─── Material for this exercise

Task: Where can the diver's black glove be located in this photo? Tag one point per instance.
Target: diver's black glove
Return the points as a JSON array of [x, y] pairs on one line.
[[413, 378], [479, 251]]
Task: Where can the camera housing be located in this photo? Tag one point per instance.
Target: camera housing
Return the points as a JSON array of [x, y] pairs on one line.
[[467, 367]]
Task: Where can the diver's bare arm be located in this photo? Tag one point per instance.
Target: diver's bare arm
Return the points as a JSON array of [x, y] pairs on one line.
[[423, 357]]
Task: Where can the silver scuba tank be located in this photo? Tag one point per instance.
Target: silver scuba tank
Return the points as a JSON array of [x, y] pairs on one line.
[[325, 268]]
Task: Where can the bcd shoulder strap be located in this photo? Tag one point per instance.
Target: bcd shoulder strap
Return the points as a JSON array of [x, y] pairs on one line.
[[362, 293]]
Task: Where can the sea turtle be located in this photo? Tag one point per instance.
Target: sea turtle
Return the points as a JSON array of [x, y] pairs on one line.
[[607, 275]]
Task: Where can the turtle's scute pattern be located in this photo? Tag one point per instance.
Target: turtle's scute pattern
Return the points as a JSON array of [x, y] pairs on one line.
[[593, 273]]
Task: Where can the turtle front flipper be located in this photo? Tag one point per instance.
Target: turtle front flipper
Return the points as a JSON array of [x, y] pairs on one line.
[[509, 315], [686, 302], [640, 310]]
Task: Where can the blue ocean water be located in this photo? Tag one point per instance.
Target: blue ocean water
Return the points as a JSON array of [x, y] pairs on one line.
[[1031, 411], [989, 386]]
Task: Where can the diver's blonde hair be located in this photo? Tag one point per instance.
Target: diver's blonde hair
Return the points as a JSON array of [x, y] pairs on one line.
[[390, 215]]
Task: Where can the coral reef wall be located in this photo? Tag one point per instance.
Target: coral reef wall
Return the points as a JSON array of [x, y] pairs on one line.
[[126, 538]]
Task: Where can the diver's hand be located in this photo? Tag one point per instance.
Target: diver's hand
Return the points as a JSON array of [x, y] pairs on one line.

──────

§ **Exercise**: Transcribe each record exactly. Leave nothing out.

§ **Final result**:
Task: Where can the diver's black glove be located in this photo? Tag one point per instance.
Target: diver's black glove
Return the points as a JSON array of [x, y] pairs on one line.
[[413, 378], [479, 251]]
Task: Where can the camera housing be located in this photo? Tag one point per instance.
Target: camera housing
Return the points as a JSON array of [x, y] pairs on one line.
[[467, 367]]
Task: Where can the diver's bare arm be located in this photo? Tag one point per instance.
Target: diver's bare arm
Return the points as a JSON array of [x, y] pairs on one line.
[[423, 357]]
Task: Where can the silver scuba tank be located in this photo? Tag one point per instance.
Target: silver scuba tank
Return the points as a JSON array of [x, y] pairs on one line.
[[325, 268]]
Task: Where can the bcd shoulder strap be located in this photo? Tag one point per instance.
Target: bcd shoulder strap
Return the points as a JSON array of [x, y] pairs on one line.
[[362, 293]]
Task: Where can the sea turtle be located in this photo? Tag one point per instance.
Target: sea turtle
Return the points as a JSON array of [x, y] pairs on one line.
[[607, 275]]
Task: Where can the turtle's scute pattern be located in this photo? Tag one point per instance.
Target: turtle's scute pattern
Return the points as a JSON array of [x, y] pairs on one line.
[[593, 273]]
Task: Where can the turtle front flipper be located in this photo? Tag one point per instance.
Target: turtle front flipper
Return the points as a JSON array of [x, y] pairs on one line.
[[509, 315], [686, 302], [640, 310]]
Task: Where can the blue ocean water be located in this photo? Tag one point per instance.
Target: blue ocean water
Return the points as a JSON array of [x, y] pairs on one line.
[[1031, 411], [989, 386]]
Task: Where can the diver's blonde hair be located in this photo? Tag one point per instance.
Target: diver's blonde hair
Return the points as a JSON array of [x, y] pairs on one line.
[[390, 215]]
Task: Where can the coral reef wall be located in this photo? Tag one point per instance.
Target: coral reef wall
Return the points as a JSON array of [x, y] pairs on one line.
[[126, 538]]
Task: Where can the diver's hand be located in this photo? Tag one point per instance.
Target: diver's hand
Return the points as a JSON array of [x, y] pairs on one line.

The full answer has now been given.